- **Goal of the exercise**
The answer must consist of every line from the data that holds the string "instance".

[Stored items]
____

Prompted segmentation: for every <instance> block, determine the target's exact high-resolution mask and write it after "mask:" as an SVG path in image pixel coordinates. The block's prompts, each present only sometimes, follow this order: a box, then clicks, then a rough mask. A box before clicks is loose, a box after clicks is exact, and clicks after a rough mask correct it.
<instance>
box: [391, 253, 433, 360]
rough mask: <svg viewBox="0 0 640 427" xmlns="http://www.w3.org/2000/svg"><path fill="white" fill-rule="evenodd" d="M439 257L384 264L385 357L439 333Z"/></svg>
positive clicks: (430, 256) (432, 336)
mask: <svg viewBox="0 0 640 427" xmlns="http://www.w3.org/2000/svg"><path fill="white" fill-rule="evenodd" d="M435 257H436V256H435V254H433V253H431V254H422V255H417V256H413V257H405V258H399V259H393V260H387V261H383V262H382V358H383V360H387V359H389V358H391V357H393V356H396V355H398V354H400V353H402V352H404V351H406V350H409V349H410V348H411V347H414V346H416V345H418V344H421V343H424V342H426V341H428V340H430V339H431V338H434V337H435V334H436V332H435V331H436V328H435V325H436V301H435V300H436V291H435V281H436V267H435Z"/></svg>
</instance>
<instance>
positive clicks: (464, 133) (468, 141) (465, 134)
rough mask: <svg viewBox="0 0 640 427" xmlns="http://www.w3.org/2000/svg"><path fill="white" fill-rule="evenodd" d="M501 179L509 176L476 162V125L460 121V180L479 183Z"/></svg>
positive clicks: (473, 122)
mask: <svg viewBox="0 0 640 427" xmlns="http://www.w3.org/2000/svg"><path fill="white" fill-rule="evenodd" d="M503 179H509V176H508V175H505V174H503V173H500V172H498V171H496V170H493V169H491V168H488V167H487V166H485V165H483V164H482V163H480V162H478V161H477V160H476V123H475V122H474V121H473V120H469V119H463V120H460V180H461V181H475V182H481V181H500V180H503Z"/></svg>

____

- **Response below**
Prompted segmentation: for every <instance> block, determine the target's exact high-resolution mask and write it after "mask:" as an SVG path in image pixel coordinates. The block's prompts, each present only sometimes, follow this order: a box, then clicks, then a rough mask. A box before clicks is loose, a box after clicks is exact, and clicks after a rough mask correct it.
<instance>
</instance>
<instance>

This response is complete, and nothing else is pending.